● **WHAT IS EXPECTED**: Write out each line word for word. Drop pictures.

● **INPUT MATERIAL**:
——————
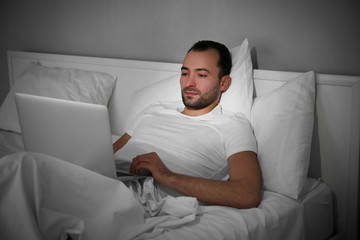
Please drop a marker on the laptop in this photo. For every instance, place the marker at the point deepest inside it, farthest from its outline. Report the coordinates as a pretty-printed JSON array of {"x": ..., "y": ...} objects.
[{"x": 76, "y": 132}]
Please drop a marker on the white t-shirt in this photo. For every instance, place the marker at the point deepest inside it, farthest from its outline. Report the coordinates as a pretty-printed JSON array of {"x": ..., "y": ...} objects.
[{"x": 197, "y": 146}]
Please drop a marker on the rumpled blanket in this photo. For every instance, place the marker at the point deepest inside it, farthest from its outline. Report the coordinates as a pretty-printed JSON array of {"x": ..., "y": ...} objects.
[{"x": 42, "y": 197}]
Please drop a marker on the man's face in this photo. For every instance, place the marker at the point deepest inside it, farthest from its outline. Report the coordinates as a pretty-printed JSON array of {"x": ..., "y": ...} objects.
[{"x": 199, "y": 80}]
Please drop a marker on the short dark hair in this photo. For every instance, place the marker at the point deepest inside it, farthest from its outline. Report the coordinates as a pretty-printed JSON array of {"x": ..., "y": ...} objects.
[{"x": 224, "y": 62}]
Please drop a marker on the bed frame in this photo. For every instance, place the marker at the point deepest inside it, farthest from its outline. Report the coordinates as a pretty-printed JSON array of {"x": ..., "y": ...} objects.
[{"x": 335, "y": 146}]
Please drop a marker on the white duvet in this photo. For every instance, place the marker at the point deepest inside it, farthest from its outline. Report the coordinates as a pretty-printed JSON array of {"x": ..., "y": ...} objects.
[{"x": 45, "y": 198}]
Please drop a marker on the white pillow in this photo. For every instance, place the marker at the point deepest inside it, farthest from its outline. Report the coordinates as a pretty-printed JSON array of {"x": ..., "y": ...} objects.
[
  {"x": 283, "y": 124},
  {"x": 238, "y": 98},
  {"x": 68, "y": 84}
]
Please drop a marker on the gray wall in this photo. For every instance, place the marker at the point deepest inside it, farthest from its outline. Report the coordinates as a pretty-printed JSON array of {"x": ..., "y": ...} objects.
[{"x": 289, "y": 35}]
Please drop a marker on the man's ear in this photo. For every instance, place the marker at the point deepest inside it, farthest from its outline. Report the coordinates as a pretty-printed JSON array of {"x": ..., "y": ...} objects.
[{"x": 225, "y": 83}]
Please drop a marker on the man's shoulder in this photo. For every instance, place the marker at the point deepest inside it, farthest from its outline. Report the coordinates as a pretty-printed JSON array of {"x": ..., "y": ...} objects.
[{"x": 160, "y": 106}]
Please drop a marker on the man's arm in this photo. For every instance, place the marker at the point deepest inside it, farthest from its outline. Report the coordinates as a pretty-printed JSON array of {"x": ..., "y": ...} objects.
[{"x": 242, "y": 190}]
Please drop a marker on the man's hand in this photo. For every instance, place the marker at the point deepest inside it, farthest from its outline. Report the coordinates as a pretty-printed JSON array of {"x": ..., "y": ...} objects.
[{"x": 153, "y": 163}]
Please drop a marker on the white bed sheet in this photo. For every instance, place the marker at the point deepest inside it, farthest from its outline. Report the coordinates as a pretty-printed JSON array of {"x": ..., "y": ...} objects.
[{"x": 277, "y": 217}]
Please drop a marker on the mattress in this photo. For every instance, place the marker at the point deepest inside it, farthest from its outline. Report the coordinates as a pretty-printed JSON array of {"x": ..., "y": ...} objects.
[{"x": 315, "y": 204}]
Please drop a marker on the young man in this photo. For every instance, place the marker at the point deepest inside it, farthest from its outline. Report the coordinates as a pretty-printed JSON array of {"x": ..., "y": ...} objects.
——————
● **ANSWER TO THIS PROBLEM**:
Please drop a marker on the laptop in this photo. For every instance, place the marker at the point deepest inside it, farthest from its outline. Report the coordinates as a pretty-printed JSON array of {"x": ..., "y": ...} objects.
[{"x": 76, "y": 132}]
Please drop a marker on the white t-shirt in this photo. For every instance, place the marker at the point deepest inside it, farthest from its outline. Report the coordinates as a pretty-printed JSON array of {"x": ..., "y": ...} objects.
[{"x": 197, "y": 146}]
Please drop a marker on the rumpled blanket in this photo. For every instance, place the marker at the point deepest inside it, farthest from its outline. Report the coordinates as a pretty-printed JSON array of {"x": ..., "y": ...} objects.
[{"x": 42, "y": 197}]
Please drop a marker on the man's face in this photo. For every instance, place the marker at the point deepest inside it, farthest from its outline. Report the coordinates as a pretty-printed JSON array of {"x": ..., "y": ...} objects.
[{"x": 199, "y": 80}]
Please drop a marker on the short dark hair in this photo. For every instance, place the marker at the point deepest inside it, farthest from its outline. Report the coordinates as a pretty-printed JSON array of {"x": ..., "y": ...} objects.
[{"x": 224, "y": 62}]
Please drop a marker on the bed frame in this photo. For every instance, place the marker at the point deepest inside it, farthest from its outline. Report the coordinates as a pretty-printed JSON array of {"x": ..., "y": ...} objects.
[{"x": 335, "y": 146}]
Please drop a marker on the white duvet in this photo. For every instance, place the marker at the point deepest inside it, farthest from its outline. Report the coordinates as a pretty-printed JSON array of {"x": ..., "y": ...} objects.
[{"x": 45, "y": 198}]
Please drop a marker on the white pillow in this photo. For every instance, place the marker at the point deepest inside it, farthest from its outline. Report the coordinates as a pretty-printed JSON array of {"x": ..., "y": ...} objects.
[
  {"x": 283, "y": 124},
  {"x": 238, "y": 98},
  {"x": 68, "y": 84}
]
Please drop a marker on the gray wall in this photo. For every instance, place the marker at the point deepest inside it, farthest from its outline. Report the coordinates as a pretty-printed JSON array of {"x": ..., "y": ...} objects.
[{"x": 289, "y": 35}]
Please drop a marker on the man's ear in this photo. For every instance, place the marker at the point deepest inside it, farthest from its outline. Report the coordinates as a pretty-printed JSON array of {"x": ..., "y": ...} objects.
[{"x": 225, "y": 83}]
Please drop a marker on the man's shoulder in this photo. For every instance, place the marker at the point deepest inside it, farthest from its outline. Report the coordinates as a pretty-printed JSON array of {"x": ..., "y": ...} objects.
[{"x": 160, "y": 106}]
Please drop a marker on the man's arm in this photo. For every instance, place the marker at the point deepest inside it, farthest from its outline. Report the coordinates as a pretty-printed JSON array of {"x": ..., "y": ...} objects.
[{"x": 242, "y": 190}]
Please drop a marker on the man's hand in this photo. For every instance, place the marker at the point deepest inside it, farthest from its outline. Report the coordinates as a pretty-printed JSON array of {"x": ..., "y": ...} objects.
[{"x": 153, "y": 163}]
Please drop a marker on the white bed sheet in this photo. For every instance, place the marker at the point deepest inside it, farthest from its outline. Report the coordinates as a pretty-printed JSON array of {"x": ..., "y": ...} objects.
[{"x": 277, "y": 217}]
Please drop a marker on the mattress in this photo. For every instance, place the marker at the point deepest inside it, farthest from its outline. Report the coordinates as a pretty-printed JSON array of {"x": ..., "y": ...} objects.
[{"x": 315, "y": 204}]
Please drop a marker on the young man in this photo. For every instance, place the marker at the point deepest inside it, farthest from its outline. Report the coordinates as a pretty-printed JSON array of {"x": ..., "y": ...} objects.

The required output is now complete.